— Begin Dataset —
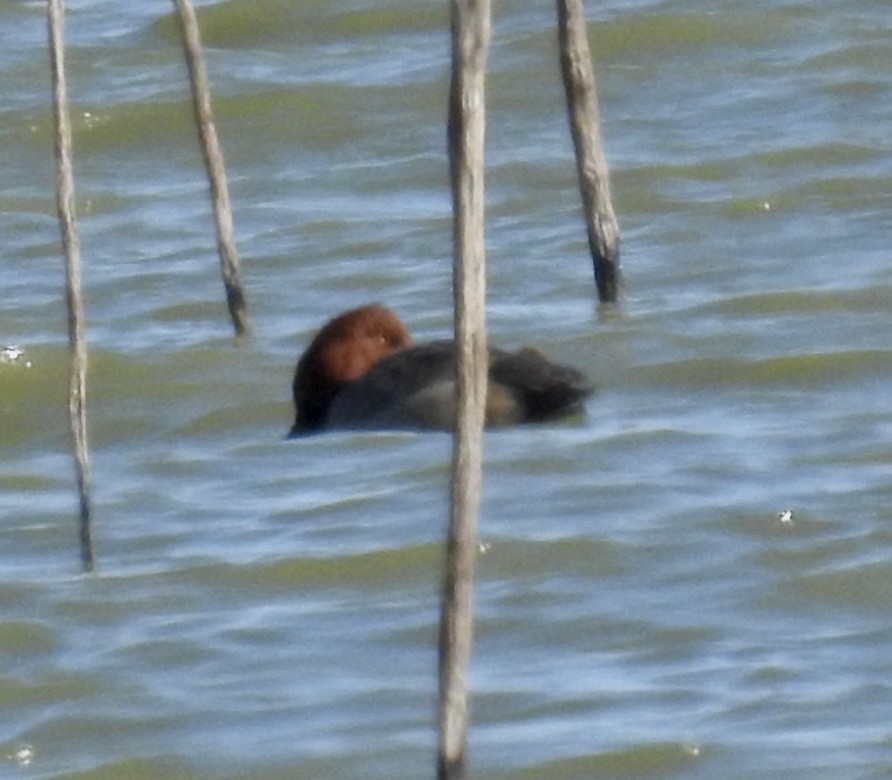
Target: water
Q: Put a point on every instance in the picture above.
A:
— End Dataset —
— Begin Dataset —
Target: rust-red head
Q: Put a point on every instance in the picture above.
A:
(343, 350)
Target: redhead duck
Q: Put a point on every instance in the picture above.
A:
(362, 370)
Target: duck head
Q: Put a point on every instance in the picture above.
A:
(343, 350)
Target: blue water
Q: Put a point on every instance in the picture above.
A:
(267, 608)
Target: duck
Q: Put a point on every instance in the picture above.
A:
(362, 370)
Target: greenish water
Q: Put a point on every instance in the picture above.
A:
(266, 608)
— End Dataset —
*Challenge*
Gather every line of the data above that contains the string "Target".

*The output*
Target: water
Target: rust-red head
Target: redhead duck
Target: duck head
Target: blue water
Target: duck
Target: greenish water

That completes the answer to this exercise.